● **Exercise description**
Skip every line before the one containing "Target: building window", then copy that line and the rest of the entries below exactly, through the last line.

● **Supplied material**
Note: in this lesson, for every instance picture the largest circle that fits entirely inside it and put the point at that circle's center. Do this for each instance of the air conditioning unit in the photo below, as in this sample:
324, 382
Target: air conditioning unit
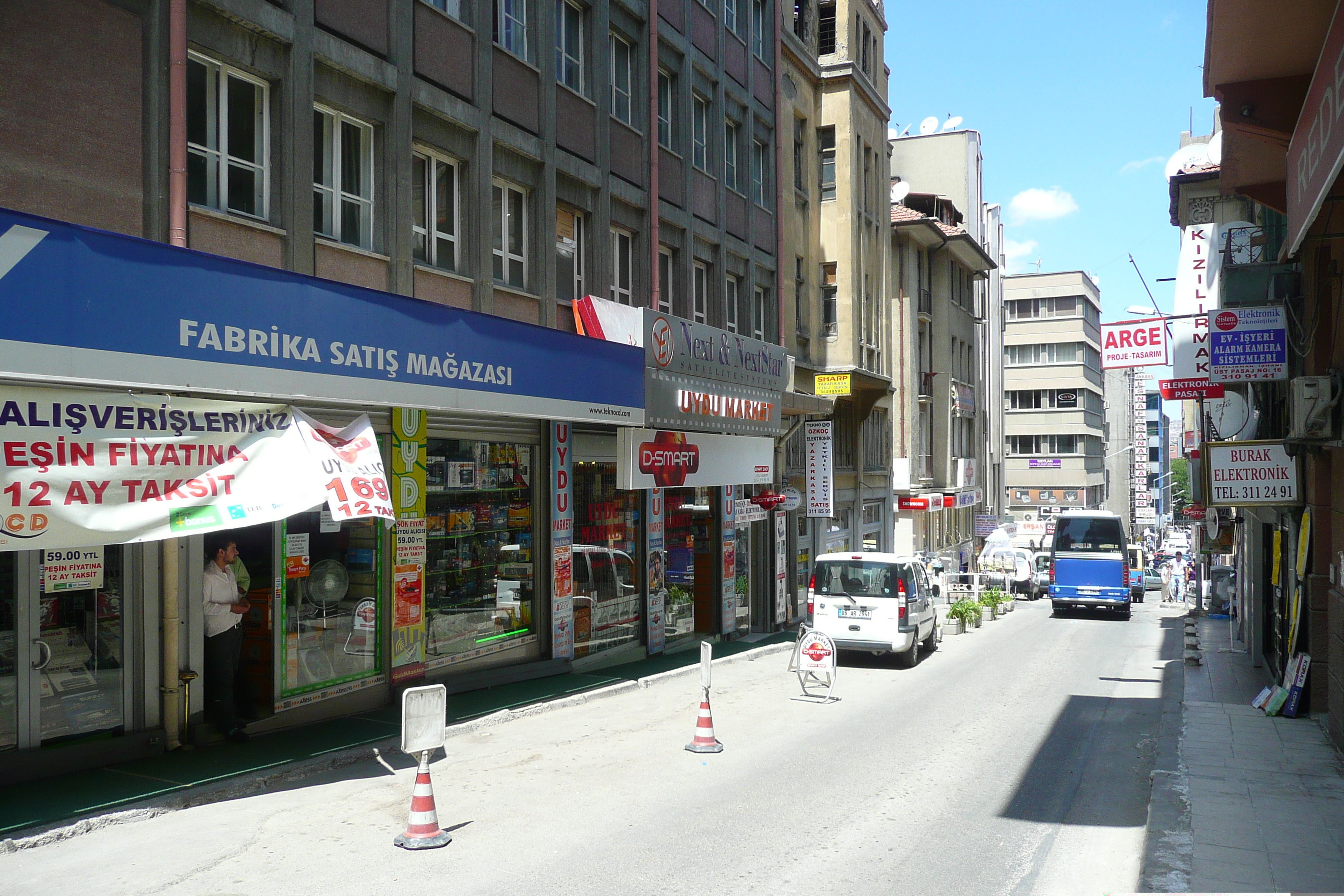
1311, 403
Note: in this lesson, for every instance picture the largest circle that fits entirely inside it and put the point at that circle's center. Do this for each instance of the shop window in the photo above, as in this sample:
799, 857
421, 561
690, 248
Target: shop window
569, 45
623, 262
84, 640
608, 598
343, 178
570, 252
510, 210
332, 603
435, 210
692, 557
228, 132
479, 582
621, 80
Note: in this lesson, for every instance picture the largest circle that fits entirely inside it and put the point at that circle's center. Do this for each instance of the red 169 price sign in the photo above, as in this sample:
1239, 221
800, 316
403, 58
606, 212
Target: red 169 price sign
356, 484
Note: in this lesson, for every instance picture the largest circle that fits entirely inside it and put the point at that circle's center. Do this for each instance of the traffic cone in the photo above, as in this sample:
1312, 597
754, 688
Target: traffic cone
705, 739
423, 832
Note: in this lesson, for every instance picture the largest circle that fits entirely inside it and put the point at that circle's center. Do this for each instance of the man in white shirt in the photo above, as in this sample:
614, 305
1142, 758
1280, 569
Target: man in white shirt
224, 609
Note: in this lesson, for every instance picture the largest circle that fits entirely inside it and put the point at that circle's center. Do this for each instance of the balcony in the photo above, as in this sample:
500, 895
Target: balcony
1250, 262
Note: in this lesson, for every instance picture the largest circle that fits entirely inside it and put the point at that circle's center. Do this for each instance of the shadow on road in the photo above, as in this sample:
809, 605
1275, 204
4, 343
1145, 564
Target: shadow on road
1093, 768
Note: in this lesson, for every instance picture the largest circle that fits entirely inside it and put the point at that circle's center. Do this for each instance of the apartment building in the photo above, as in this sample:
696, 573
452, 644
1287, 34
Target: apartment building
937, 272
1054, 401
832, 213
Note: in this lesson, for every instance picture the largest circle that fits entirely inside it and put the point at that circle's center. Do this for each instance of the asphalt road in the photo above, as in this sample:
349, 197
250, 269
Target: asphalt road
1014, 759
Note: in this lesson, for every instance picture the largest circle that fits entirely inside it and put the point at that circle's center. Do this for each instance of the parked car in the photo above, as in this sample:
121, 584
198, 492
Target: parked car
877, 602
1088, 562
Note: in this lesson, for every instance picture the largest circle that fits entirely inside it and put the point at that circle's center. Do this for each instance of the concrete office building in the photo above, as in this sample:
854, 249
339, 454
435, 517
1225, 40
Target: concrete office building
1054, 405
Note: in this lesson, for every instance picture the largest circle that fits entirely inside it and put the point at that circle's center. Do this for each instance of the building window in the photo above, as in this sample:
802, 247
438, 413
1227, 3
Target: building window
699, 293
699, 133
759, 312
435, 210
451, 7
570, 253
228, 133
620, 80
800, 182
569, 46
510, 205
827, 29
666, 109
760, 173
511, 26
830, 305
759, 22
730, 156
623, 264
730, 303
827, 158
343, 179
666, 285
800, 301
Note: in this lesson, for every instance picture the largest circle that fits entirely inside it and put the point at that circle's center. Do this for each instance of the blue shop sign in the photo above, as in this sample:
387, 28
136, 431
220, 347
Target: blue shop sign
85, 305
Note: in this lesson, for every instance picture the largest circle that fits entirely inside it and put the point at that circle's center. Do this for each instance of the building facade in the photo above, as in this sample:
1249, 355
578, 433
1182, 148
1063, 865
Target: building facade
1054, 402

● **Result below**
Target: building window
699, 293
699, 133
759, 312
435, 210
451, 7
570, 253
228, 133
620, 80
800, 182
569, 46
510, 205
827, 29
666, 109
760, 173
511, 26
830, 305
759, 22
730, 156
623, 264
730, 303
827, 158
343, 179
666, 285
800, 301
Note: in this lesson, for every instance picture the largest circle that fits entirely inside it and put the point at that circle's center. Do this for each instance of the blue shop sign in the photo above, as in this sample:
387, 28
136, 431
220, 347
Target: blue shop sign
85, 305
Note: in this lesson, for every instance picture the largest circle that fits entirely inside it and put the point at that circle's center. Do this for each instance of the building facade in the photo above, as in this sample:
1249, 355
578, 433
1182, 148
1063, 865
Target: building facade
1054, 402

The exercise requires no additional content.